**Extracted text**

In fact, based on the sword-verses as well as countless other Qur'anic verses and oral traditions attributed to Muhammad, Islam's learned officials, sheikhs, muftis, and imams throughout the ages have all reached consensus—binding on the entire Muslim community—that Islam is to be at perpetual war with the non-Muslim world until the former subsumes the latter. Indeed, it is widely held by Muslim scholars that since the sword-verses are among the final revelations on the topic of Islam's relationship to non-Muslims, that they alone have abrogated some 200 of the Qur'an's earlier and more tolerant verses, such as "no compulsion is there in religion."[9] Famous Muslim scholar Ibn Khaldun (1332-1406) admired in the West for his "progressive" insights, also puts to rest the notion that jihad is defensive warfare:

In the Muslim community, the holy war [jihad] is a religious duty, because of the universalism of the Muslim mission and the obligation to convert everybody to Islam either by persuasion or by force ... The other religious groups did not have a universal mission, and the holy war was not a religious duty for them, save only for purposes of defense ... They are merely required to establish their religion among their own people. That is why the Israelites after Moses and Joshua remained unconcerned with royal authority [e.g., a caliphate]. Their only concern was to establish their religion [not spread it to the nations] … But Islam is under obligation to gain power over other nations.[10]

Modern authorities agree. The Encyclopaedia of Islam's entry for "jihad" by Emile Tyan states that the "spread of Islam by arms is a religious duty upon Muslims in general … Jihad must continue to be done until the whole world is under the rule of Islam … Islam must completely be made over before the doctrine of jihad [warfare to spread Islam] can be eliminated." Iraqi jurist Majid Khaduri (1909-2007), after defining jihad as warfare, writes that "jihad … is regarded by all jurists, with almost no exception, as a collective obligation of the whole Muslim community."[11] And, of course, Muslim legal manuals written in Arabic are even more explicit.[12]

Qur'anic Language

When the Qur'an's violent verses are juxtaposed with their Old Testament counterparts, they are especially distinct for using language that transcends time and space, inciting believers to attack and slay nonbelievers today no less than yesterday. God commanded the Hebrews to kill Hittites, Amorites, Canaanites, Perizzites, Hivites, and Jebusites—all specific peoples rooted to a specific time and place. At no time did God give an open-ended command for the Hebrews, and by extension their Jewish descendants, to fight and kill gentiles. On the other hand, though Islam's original enemies were, like Judaism's, historical (e.g., Christian Byzantines and Zoroastrian Persians), the Qur'an rarely singles them out by their proper names. Instead, Muslims were (and are) commanded to fight the people of the book—"until they pay the tribute out of hand and have been humbled"[13] and to "slay the idolaters wherever you find them."[14]

The two Arabic conjunctions "until" (hata) and "wherever" (haythu) demonstrate the perpetual and ubiquitous nature of these commandments: There are still "people of the book" who have yet to be "utterly humbled" (especially in the Americas, Europe, and Israel) and "idolaters" to be slain "wherever" one looks (especially Asia and sub-Saharan Africa). In fact, the salient feature of almost all of the violent commandments in Islamic scriptures is their open-ended and generic nature: "Fight them [non-Muslims] until there is no persecution and the religion is God's entirely. [Emphasis added.]"[15] Also, in a well-attested tradition that appears in the hadith collections, Muhammad proclaims:

I have been commanded to wage war against mankind until they testify that there is no god but God and that Muhammad is the Messenger of God; and that they establish prostration prayer, and pay the alms-tax [i.e., convert to Islam]. If they do so, their blood and property are protected. [Emphasis added.][16]

This linguistic aspect is crucial to understanding scriptural exegeses regarding violence. Again, it bears repeating that neither Jewish nor Christian scriptures—the Old and New Testaments, respectively—employ such perpetual, open-ended commandments. Despite all this, Jenkins laments that

Commands to kill, to commit ethnic cleansing, to institutionalize segregation, to hate and fear other races and religions … all are in the Bible, and occur with a far greater frequency than in the Qur'an. At every stage, we can argue what the passages in question mean, and certainly whether they should have any relevance for later ages. But the fact remains that the words are there, and their inclusion in the scripture means that they are, literally, canonized, no less than in the Muslim scripture.[17]

One wonders what Jenkins has in mind by the word "canonized." If by canonized he means that such verses are considered part of the canon of Judeo-Christian scripture, he is absolutely correct; conversely, if by canonized he means or is trying to connote that these verses have been implemented in the Judeo-Christian Weltanschauung, he is absolutely wrong.

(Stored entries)
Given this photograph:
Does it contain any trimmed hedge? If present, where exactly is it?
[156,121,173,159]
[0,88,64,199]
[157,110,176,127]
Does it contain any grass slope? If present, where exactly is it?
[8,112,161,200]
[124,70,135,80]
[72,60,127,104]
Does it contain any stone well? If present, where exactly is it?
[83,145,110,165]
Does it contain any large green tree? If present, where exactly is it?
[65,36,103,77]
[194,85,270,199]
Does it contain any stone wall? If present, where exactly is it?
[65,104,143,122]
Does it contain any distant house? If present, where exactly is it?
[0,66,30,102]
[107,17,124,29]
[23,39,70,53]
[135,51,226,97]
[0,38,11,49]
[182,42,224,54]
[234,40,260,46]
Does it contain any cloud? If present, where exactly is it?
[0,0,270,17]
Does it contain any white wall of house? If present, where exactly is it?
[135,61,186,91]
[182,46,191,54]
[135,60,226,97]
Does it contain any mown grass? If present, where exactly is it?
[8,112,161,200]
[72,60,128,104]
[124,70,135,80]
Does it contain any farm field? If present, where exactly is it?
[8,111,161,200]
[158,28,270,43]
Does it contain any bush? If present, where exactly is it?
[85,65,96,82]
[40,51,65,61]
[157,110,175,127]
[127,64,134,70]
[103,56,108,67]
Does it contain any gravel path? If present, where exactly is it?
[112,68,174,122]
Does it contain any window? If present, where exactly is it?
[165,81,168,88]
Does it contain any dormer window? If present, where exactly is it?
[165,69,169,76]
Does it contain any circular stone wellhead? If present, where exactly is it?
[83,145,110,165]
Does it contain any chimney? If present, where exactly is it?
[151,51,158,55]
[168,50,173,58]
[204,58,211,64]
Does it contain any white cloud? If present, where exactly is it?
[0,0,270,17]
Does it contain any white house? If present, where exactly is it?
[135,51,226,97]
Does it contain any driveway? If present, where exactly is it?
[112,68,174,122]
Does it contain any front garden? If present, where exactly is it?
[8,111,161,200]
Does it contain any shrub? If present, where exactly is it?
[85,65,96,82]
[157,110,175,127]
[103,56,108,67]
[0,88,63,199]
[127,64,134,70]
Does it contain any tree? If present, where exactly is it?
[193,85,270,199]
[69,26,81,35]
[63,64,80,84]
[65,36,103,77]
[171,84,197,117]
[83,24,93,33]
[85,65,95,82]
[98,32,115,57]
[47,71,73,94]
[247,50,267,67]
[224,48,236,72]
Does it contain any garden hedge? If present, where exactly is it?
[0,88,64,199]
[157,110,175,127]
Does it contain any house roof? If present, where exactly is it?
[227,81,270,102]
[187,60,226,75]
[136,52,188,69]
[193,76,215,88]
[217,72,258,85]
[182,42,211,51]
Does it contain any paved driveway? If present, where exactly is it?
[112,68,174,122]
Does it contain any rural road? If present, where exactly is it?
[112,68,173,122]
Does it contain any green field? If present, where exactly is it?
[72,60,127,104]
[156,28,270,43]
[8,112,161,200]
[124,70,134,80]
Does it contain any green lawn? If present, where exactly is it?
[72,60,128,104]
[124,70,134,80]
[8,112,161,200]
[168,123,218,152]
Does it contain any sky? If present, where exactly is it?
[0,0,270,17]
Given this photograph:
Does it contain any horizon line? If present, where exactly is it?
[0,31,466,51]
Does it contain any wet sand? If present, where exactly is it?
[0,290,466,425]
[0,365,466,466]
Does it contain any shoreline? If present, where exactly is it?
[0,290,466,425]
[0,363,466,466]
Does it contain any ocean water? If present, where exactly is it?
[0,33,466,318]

**Exercise**
Revise the passage on scriptural violence starting at "Commands to kill, to" and ending at "is absolutely wrong.", putting "worldview" in place of "Weltanschauung". The items are separate material, apart from the passage on scriptural violence.

**Task response**
Commands to kill, to commit ethnic cleansing, to institutionalize segregation, to hate and fear other races and religions … all are in the Bible, and occur with a far greater frequency than in the Qur'an. At every stage, we can argue what the passages in question mean, and certainly whether they should have any relevance for later ages. But the fact remains that the words are there, and their inclusion in the scripture means that they are, literally, canonized, no less than in the Muslim scripture.[17]

One wonders what Jenkins has in mind by the word "canonized." If by canonized he means that such verses are considered part of the canon of Judeo-Christian scripture, he is absolutely correct; conversely, if by canonized he means or is trying to connote that these verses have been implemented in the Judeo-Christian worldview, he is absolutely wrong.